* _GIVEN TEXT_:
Early in his ministry, Jesus’ reputation for healings and wonders attracted huge crowds. “Jesus went up on the mountain, and there he sat down with his disciples. . . . Lifting up his eyes . . . a large crowd was coming toward him” (John 6:3, 5, ESV).
Bible scholars estimate this crowd as being between 10,000 and 15,000 people. The sight of the vast throng must have encouraged the disciples. It confirmed that they were following the right Man and that more great things were going to happen. And it must have delighted Jesus to see their joy because they were learning to anticipate great things from Him.
Yet, as the crowd gathered, the disciples faced an impossible dilemma: “Jesus said to Philip, ‘Where are we to buy bread, so that these people may eat?’” (6:5). No sooner had a dream been realized than hard reality set in.
Is this scenario familiar to you? Think back to the first great job you had. You were excited because it seemed like the first step in fulfilling your calling. But after a few days you learned your boss wasn’t who he appeared to be and you had to work with a colleague who seemed to resent you. The demands on your time were far greater than you were told, causing you to miss precious time with your family. You realized, “I had no idea it would be this difficult.”
That’s how I imagine Philip felt at that moment. Bewildered, he answered Jesus, “Two hundred denarii worth of bread would not be enough for each of them to get a little” (6:7). That was a huge amount of money. In short, even if they had the means and ability to provide food, it still wouldn’t be enough to feed the crowd.

* _STATED PROBLEM A_:
According to the devotional on John 6, what is the scholars' estimate of the crowd's size?
* _STATED PROBLEM B_:
Name each verse of John 6 that the devotional on John 6 cites, listing each verse once.
* _STATED PROBLEM C_:
Write the next part of the devotional on John 6, starting after its final sentence.
The records after the devotional on John 6 aren't needed for this work.

* _MATERIAL PROVIDED_:

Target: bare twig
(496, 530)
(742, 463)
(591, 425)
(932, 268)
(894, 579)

* _WRITTEN REPLY A_:
Between 10,000 and 15,000 people.

* _WRITTEN REPLY B_:
John 6:3, John 6:5, John 6:7

* _WRITTEN REPLY C_:
As I read Philip’s response, a phrase leaps out at me: “Would not be enough.” How often does this thought arise in our minds when we face obstacles? How often do we wonder, “I’m not sure I have what it takes. I don’t have the resources, and I doubt I have the ability. Am I strong enough in Christ? Do I have enough of the Holy Spirit? Lord, am I about to derail?”
We can know this for sure: Jesus had called Philip to a great victory that day but Philip just couldn’t see it yet. The same is true for us: God has called us to expect great things in our walk with Him. So, what happens when our situation requires faith? Do we believe Him for the miracle needed? Or are we derailed by our limitations? Jesus’ challenge here had a purpose: “He said this to test [Philip], for he himself knew what he would do” (6:6).
When it comes to spiritual matters, you and I will never know our potential under God until we step out and take risks on the front line of battle. We will never see what power and anointing are possible until we bond with our King and go out in His name to establish His kingdom. Sitting safely in the shelter of Bible discussions among ourselves, or complaining to one another about the horrible state of today’s society, does nothing to unleash the power of God. He meets us in the moment of battle. He energizes us when there is an enemy to be pushed back.
In 1 Chronicles 11:12-14 (NIV) we meet Eleazar, who accompanied David into a major battle with the Philistines. We get an idea of how formidable the enemy was when the Bible says, “At a place where there was a field full of barley, the troops fled from the Philistines.” This was no minor skirmish; this was all-out combat against a superior opponent. Many frightened Israelite soldiers saw the coming horde and ran for their lives.
But not Eleazar. He and David “took their stand in the middle of the field. They defended it and struck the Philistines down, and the Lord brought about a great victory” (verse 14). Once again we see the combination of human and divine efforts. God did not act alone. He didn’t unleash a lightning strike from heaven to fry the Philistines. Instead, he was looking all across the horizon that day to see who would stay in the barley field and thus receive His supernatural aid. While others left in fear, these two—David and Eleazar—stood firm.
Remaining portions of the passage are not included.